**Listed records:**
########

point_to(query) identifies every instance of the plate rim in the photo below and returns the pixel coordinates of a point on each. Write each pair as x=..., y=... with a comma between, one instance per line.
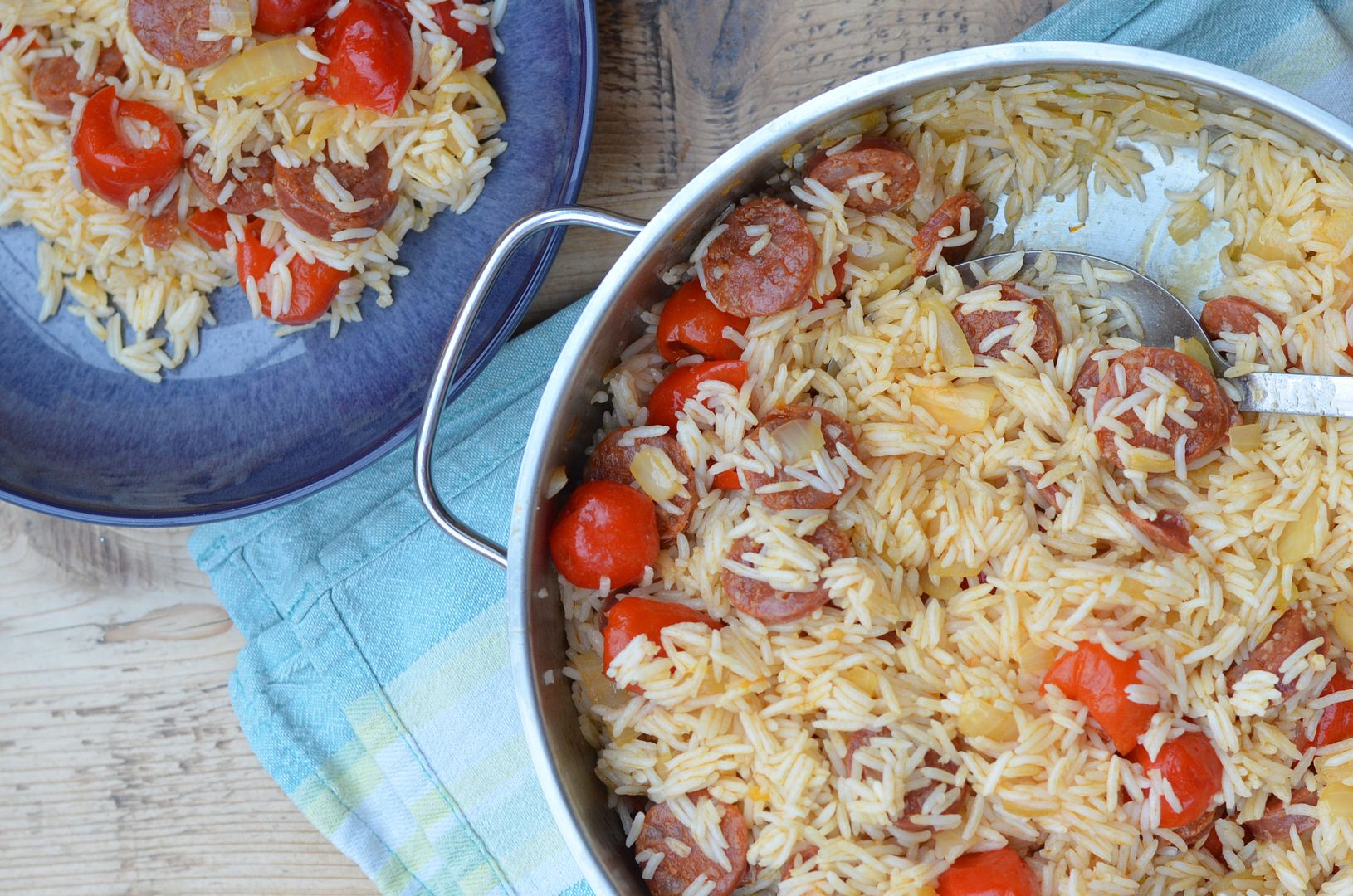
x=248, y=507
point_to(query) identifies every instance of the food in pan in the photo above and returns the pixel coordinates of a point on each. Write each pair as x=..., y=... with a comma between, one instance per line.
x=881, y=582
x=165, y=148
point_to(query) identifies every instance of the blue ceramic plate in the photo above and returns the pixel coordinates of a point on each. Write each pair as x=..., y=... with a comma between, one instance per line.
x=256, y=421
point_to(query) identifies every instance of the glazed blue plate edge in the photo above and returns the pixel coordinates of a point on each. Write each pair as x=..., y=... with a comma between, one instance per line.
x=573, y=185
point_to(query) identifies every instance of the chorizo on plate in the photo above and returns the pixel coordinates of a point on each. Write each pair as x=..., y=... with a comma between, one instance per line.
x=300, y=199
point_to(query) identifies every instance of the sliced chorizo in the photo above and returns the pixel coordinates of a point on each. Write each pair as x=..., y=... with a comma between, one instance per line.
x=1211, y=416
x=979, y=324
x=949, y=221
x=55, y=79
x=1170, y=528
x=612, y=459
x=914, y=801
x=1288, y=633
x=300, y=200
x=1199, y=829
x=248, y=197
x=1276, y=823
x=764, y=601
x=168, y=30
x=663, y=833
x=764, y=262
x=869, y=156
x=835, y=433
x=163, y=230
x=1236, y=314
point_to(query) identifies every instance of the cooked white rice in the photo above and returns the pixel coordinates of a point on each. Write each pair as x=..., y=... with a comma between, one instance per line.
x=149, y=305
x=760, y=715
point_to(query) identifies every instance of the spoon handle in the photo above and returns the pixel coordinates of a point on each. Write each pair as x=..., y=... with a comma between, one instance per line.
x=1295, y=393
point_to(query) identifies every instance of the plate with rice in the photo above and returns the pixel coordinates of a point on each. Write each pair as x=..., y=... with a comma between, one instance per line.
x=877, y=580
x=238, y=230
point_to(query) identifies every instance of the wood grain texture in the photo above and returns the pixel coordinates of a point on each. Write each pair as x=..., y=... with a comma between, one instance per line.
x=122, y=767
x=683, y=80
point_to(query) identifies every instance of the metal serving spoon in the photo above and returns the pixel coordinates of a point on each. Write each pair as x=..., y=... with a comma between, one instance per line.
x=1164, y=318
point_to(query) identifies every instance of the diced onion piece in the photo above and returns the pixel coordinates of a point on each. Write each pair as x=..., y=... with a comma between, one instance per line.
x=230, y=17
x=1148, y=461
x=1034, y=659
x=597, y=687
x=263, y=69
x=927, y=101
x=862, y=679
x=1134, y=588
x=891, y=255
x=1297, y=538
x=867, y=124
x=1196, y=350
x=962, y=408
x=799, y=440
x=979, y=719
x=1337, y=799
x=1342, y=622
x=558, y=480
x=655, y=473
x=1247, y=436
x=1189, y=222
x=481, y=90
x=1272, y=242
x=1337, y=229
x=953, y=346
x=938, y=582
x=1082, y=153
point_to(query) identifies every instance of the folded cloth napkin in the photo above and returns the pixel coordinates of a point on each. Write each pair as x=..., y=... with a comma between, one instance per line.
x=375, y=681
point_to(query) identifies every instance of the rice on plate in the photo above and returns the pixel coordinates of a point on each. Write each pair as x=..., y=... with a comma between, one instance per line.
x=880, y=582
x=232, y=148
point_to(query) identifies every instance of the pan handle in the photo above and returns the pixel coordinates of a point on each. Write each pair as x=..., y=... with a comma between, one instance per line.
x=479, y=287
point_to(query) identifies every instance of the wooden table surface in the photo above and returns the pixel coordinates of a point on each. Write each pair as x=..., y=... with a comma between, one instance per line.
x=122, y=767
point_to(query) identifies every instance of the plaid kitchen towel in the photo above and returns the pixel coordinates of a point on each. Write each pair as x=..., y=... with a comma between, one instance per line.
x=375, y=681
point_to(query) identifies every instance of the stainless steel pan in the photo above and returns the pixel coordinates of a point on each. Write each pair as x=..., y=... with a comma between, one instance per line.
x=567, y=418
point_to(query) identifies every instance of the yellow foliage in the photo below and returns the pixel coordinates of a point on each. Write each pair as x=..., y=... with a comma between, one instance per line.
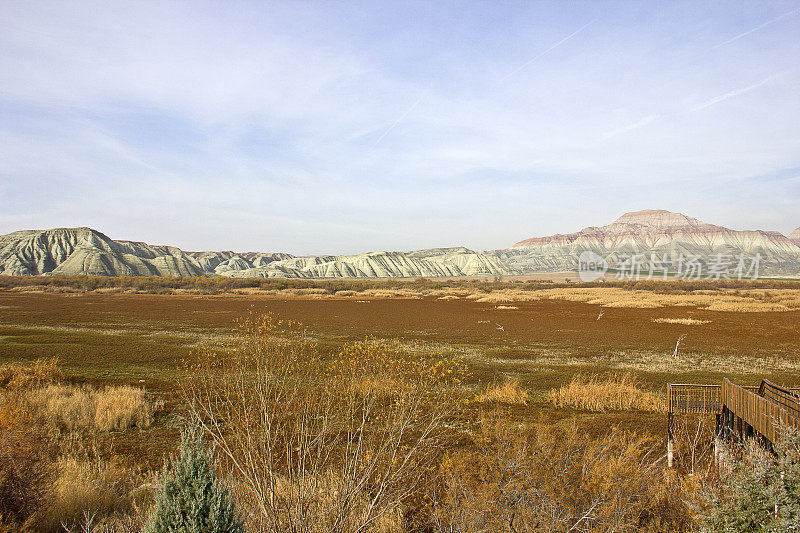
x=508, y=392
x=621, y=392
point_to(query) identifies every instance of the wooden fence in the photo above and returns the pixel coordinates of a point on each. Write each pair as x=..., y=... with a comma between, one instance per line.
x=742, y=412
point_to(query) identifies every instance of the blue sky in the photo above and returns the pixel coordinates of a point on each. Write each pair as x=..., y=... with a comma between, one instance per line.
x=339, y=127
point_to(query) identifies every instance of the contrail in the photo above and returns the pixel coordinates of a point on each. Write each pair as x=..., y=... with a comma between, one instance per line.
x=534, y=58
x=764, y=25
x=731, y=94
x=396, y=122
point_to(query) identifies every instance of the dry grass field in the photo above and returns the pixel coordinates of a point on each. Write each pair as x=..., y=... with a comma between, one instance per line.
x=588, y=361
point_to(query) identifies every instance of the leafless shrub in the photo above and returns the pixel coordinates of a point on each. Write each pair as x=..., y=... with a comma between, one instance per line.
x=312, y=444
x=614, y=391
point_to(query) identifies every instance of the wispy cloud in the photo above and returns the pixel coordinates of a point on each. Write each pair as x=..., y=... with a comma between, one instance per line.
x=759, y=27
x=734, y=93
x=542, y=54
x=399, y=120
x=625, y=129
x=127, y=117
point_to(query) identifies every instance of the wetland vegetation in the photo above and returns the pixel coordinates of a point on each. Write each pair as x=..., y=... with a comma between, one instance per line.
x=377, y=406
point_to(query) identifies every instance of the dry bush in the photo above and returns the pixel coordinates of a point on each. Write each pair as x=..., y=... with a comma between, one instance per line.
x=17, y=376
x=614, y=391
x=90, y=492
x=345, y=293
x=25, y=473
x=682, y=321
x=314, y=444
x=71, y=407
x=509, y=392
x=549, y=479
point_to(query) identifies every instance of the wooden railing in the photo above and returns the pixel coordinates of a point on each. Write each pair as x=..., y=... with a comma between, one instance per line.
x=742, y=411
x=752, y=412
x=692, y=398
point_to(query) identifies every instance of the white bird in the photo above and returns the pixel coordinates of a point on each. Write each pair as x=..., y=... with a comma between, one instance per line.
x=677, y=345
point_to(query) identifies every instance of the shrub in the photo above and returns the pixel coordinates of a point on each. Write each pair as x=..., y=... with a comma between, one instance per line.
x=191, y=498
x=16, y=376
x=508, y=392
x=549, y=479
x=85, y=492
x=318, y=443
x=70, y=407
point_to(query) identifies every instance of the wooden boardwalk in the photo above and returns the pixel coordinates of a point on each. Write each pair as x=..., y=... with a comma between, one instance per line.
x=762, y=412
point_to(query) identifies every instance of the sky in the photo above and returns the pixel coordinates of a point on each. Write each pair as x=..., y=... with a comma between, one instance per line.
x=344, y=127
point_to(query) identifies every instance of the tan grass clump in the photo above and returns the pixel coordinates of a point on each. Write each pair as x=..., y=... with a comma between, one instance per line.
x=682, y=321
x=616, y=392
x=508, y=392
x=70, y=407
x=15, y=376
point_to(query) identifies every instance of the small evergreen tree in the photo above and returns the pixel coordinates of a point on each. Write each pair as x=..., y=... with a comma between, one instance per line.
x=191, y=499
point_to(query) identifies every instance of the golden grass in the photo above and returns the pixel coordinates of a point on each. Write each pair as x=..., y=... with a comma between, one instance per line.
x=508, y=392
x=682, y=321
x=744, y=301
x=15, y=376
x=615, y=391
x=70, y=407
x=97, y=487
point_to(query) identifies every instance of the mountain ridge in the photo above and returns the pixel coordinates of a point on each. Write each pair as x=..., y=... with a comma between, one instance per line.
x=647, y=233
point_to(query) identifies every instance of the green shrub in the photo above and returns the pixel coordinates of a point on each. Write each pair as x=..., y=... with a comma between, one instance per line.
x=192, y=499
x=760, y=493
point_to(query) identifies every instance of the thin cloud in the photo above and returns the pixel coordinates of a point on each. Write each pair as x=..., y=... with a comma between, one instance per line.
x=537, y=56
x=396, y=122
x=638, y=124
x=759, y=27
x=733, y=94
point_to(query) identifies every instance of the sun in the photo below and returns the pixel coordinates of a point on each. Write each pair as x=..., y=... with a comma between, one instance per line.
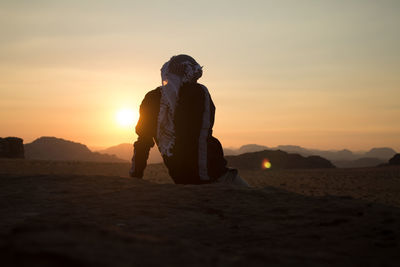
x=127, y=117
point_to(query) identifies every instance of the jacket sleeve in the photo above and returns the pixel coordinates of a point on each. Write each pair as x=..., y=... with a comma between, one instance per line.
x=145, y=129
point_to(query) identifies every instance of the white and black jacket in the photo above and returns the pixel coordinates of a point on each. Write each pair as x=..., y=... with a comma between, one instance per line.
x=197, y=157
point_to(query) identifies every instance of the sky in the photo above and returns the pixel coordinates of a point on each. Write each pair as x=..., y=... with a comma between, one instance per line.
x=315, y=73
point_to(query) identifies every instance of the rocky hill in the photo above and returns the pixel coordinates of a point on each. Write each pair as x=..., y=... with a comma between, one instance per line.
x=277, y=159
x=52, y=148
x=125, y=151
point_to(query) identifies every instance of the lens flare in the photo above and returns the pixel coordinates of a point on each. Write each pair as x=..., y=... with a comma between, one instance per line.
x=266, y=164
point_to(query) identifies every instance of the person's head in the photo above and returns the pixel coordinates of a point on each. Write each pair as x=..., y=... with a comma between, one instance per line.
x=184, y=66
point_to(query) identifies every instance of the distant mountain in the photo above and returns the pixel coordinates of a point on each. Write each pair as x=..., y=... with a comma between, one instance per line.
x=359, y=163
x=125, y=151
x=244, y=149
x=342, y=158
x=11, y=147
x=395, y=160
x=278, y=160
x=52, y=148
x=382, y=153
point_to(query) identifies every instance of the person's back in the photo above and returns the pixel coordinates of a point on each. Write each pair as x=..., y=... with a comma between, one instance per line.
x=179, y=117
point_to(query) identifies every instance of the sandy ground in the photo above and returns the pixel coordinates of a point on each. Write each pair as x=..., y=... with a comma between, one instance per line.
x=88, y=214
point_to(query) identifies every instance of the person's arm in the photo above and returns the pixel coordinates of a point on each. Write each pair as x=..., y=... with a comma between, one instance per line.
x=145, y=129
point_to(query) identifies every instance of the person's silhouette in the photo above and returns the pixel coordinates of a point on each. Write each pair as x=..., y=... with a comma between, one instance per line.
x=178, y=116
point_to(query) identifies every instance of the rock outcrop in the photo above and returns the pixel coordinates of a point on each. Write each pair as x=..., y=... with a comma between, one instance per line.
x=52, y=148
x=11, y=147
x=277, y=159
x=395, y=160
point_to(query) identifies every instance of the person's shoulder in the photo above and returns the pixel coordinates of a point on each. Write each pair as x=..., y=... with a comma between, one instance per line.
x=195, y=88
x=153, y=93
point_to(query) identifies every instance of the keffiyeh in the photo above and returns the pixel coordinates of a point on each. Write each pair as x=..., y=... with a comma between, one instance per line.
x=174, y=73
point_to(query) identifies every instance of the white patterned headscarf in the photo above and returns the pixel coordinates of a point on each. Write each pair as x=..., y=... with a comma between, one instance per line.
x=174, y=73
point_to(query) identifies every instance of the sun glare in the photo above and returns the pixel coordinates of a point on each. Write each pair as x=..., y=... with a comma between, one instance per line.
x=127, y=117
x=266, y=164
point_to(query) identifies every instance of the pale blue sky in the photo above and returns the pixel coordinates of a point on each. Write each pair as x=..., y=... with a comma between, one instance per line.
x=312, y=73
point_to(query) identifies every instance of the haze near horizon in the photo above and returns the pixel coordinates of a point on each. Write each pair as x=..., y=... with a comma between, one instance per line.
x=318, y=74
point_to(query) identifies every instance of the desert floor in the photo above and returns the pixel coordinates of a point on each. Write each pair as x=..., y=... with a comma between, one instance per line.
x=91, y=214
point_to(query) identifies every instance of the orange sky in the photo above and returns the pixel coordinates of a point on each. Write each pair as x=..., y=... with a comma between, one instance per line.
x=320, y=74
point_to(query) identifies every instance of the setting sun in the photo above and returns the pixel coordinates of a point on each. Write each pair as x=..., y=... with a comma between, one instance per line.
x=127, y=117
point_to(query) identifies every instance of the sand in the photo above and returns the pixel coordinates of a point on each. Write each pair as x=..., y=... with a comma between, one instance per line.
x=289, y=218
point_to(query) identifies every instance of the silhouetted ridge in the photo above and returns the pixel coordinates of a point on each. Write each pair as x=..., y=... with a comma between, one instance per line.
x=278, y=159
x=125, y=151
x=11, y=147
x=381, y=152
x=52, y=148
x=395, y=160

########

**The task:** Lay out as a numbered list the lines of the data above, starting at the line that contains "point_to(query) identifies every instance of the thin" and ending at the line that contains "x=733, y=94", leaving out any blank lines.

**Response to the exercise:**
1. point_to(query) identifies every instance of the thin cloud in the photo above and returns the pixel coordinates of a point on each. Write each pair as x=..., y=... with a comma between, one instance per line.
2. x=537, y=56
3. x=396, y=122
4. x=638, y=124
5. x=759, y=27
6. x=733, y=94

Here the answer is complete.